■ Stated task:
Locate every line in the entries below that contains the word "lamp", treating uppercase and lowercase as different, and copy each of those lines.

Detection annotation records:
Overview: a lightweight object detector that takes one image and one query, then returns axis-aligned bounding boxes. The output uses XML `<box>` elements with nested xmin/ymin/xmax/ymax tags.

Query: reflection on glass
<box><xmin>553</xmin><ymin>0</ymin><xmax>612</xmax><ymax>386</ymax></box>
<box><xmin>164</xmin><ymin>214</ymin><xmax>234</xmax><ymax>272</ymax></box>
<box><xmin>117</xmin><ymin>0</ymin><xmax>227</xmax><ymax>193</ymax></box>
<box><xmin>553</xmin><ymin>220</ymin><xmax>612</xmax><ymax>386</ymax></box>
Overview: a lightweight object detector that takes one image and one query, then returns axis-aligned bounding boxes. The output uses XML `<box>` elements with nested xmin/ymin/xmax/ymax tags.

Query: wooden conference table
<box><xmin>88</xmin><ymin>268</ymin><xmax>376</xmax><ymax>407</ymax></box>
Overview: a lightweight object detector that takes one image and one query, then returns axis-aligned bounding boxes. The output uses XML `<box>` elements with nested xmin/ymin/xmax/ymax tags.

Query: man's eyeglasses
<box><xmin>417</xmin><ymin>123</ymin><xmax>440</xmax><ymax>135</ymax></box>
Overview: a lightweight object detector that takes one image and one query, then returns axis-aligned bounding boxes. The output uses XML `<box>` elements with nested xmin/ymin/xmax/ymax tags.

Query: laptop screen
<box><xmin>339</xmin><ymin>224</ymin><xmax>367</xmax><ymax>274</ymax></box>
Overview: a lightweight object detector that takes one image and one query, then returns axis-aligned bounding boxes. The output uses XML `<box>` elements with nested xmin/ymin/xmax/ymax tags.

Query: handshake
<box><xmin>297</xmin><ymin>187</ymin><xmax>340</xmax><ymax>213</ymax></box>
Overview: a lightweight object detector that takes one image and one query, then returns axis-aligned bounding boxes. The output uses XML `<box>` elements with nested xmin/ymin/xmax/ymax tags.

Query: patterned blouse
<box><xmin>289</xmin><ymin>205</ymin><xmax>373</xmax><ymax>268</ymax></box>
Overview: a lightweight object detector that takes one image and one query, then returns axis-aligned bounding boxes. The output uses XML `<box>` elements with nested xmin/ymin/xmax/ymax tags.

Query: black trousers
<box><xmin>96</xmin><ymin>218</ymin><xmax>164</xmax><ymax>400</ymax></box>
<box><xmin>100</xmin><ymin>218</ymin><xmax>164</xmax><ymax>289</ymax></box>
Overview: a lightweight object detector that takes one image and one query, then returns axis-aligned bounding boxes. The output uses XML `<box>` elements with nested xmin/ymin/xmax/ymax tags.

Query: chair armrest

--

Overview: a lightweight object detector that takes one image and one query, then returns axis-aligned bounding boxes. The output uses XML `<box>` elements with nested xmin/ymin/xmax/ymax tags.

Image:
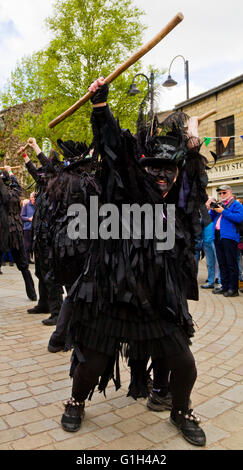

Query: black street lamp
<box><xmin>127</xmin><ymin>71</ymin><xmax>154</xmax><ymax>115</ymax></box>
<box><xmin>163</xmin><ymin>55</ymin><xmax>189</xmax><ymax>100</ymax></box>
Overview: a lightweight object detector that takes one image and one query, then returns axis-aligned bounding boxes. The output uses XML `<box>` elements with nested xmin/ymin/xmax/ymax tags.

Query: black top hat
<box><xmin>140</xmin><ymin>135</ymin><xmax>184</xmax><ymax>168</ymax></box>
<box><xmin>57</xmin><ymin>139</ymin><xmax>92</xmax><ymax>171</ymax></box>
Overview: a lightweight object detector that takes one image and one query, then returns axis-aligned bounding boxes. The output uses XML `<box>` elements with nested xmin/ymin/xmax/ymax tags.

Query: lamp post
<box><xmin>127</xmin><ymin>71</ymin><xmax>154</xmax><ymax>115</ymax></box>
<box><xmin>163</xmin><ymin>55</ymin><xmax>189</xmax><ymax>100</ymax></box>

■ Output of the task:
Query: black street lamp
Query: lamp post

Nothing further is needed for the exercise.